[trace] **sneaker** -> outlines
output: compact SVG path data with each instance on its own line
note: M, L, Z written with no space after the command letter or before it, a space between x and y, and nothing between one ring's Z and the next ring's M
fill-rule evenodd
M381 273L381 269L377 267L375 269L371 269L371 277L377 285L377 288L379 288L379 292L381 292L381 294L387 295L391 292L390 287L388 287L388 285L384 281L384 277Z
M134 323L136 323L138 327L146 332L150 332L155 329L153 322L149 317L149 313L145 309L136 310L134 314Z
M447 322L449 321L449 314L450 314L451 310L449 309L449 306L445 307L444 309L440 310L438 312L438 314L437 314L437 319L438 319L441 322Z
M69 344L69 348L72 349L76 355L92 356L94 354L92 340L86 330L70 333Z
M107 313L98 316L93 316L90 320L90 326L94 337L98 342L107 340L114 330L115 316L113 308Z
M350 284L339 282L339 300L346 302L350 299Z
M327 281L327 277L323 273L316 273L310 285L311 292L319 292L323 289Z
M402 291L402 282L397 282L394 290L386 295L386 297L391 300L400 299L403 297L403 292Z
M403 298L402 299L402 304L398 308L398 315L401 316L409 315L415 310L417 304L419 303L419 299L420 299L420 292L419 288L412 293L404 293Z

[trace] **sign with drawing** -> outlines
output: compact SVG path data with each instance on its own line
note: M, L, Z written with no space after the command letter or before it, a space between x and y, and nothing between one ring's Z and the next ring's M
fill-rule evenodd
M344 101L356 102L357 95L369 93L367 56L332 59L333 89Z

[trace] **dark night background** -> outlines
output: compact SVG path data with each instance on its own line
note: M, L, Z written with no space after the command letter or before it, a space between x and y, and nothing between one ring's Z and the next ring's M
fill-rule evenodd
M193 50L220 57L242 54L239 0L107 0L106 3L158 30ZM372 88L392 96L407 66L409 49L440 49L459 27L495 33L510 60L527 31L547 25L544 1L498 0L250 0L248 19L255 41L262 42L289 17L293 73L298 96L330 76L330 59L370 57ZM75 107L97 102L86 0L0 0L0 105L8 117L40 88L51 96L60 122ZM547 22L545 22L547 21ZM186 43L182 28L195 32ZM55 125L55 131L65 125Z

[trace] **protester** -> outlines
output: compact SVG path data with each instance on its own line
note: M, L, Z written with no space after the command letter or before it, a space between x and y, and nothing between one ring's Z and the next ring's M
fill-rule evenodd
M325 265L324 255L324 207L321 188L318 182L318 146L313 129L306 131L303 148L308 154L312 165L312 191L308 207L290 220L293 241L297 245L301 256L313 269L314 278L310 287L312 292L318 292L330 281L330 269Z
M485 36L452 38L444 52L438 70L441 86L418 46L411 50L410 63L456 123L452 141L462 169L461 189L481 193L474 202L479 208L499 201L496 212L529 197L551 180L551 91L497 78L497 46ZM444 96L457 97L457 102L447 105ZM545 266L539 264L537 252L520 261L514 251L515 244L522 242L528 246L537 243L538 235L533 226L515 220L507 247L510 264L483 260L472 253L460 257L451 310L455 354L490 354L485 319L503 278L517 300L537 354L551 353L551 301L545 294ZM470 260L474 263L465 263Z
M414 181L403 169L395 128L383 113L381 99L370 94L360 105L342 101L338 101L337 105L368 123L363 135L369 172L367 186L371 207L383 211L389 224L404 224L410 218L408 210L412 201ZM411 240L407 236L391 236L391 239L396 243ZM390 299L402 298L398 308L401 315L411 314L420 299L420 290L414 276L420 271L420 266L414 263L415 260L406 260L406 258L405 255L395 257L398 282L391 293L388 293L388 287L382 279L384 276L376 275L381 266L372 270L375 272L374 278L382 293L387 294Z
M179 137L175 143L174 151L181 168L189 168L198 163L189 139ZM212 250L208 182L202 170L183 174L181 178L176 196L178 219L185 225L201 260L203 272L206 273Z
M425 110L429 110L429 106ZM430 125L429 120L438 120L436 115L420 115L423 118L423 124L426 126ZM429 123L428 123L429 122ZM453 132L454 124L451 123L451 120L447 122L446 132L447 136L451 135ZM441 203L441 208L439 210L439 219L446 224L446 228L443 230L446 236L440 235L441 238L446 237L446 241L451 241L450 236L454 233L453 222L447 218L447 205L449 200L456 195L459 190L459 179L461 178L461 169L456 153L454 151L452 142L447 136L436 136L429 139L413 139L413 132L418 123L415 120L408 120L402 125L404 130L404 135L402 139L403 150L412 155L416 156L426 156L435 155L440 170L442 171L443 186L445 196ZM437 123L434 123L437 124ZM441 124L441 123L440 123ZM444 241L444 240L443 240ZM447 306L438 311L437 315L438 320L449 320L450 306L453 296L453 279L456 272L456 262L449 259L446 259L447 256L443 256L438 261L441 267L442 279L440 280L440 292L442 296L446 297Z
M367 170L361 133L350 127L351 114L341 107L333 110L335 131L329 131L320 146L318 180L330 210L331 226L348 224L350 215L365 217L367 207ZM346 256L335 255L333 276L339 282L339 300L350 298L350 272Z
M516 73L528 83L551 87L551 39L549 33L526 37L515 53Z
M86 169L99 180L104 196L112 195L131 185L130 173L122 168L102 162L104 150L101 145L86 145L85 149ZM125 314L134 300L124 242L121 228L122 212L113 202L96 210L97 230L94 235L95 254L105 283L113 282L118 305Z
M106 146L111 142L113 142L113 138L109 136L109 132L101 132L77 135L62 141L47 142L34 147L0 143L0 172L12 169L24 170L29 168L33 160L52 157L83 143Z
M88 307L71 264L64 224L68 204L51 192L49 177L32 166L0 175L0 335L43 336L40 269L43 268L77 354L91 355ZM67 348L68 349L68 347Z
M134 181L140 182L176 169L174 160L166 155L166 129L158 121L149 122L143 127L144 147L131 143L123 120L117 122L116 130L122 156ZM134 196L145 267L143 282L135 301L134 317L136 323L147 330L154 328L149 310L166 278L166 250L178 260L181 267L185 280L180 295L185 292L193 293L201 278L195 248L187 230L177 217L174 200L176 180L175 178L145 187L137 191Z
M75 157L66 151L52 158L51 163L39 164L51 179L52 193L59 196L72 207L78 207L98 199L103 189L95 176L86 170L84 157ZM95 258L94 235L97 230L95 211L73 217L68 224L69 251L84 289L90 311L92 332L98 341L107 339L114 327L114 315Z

● **Goal**: Rewrite the lines beginning at the one containing "[trace] **sign with drawing** -> outlines" and ending after the one containing "M344 101L356 102L357", with "compact" changed to "concise" and everything else left as it is.

● **Output**:
[trace] **sign with drawing** -> outlines
output: concise SVG path data with each instance on its own line
note: M, L, Z written with no space after the command letter or before it, a space between x and y, and nothing between one ring's Z and the next ring's M
fill-rule evenodd
M344 101L356 102L357 95L369 93L367 56L332 59L333 89Z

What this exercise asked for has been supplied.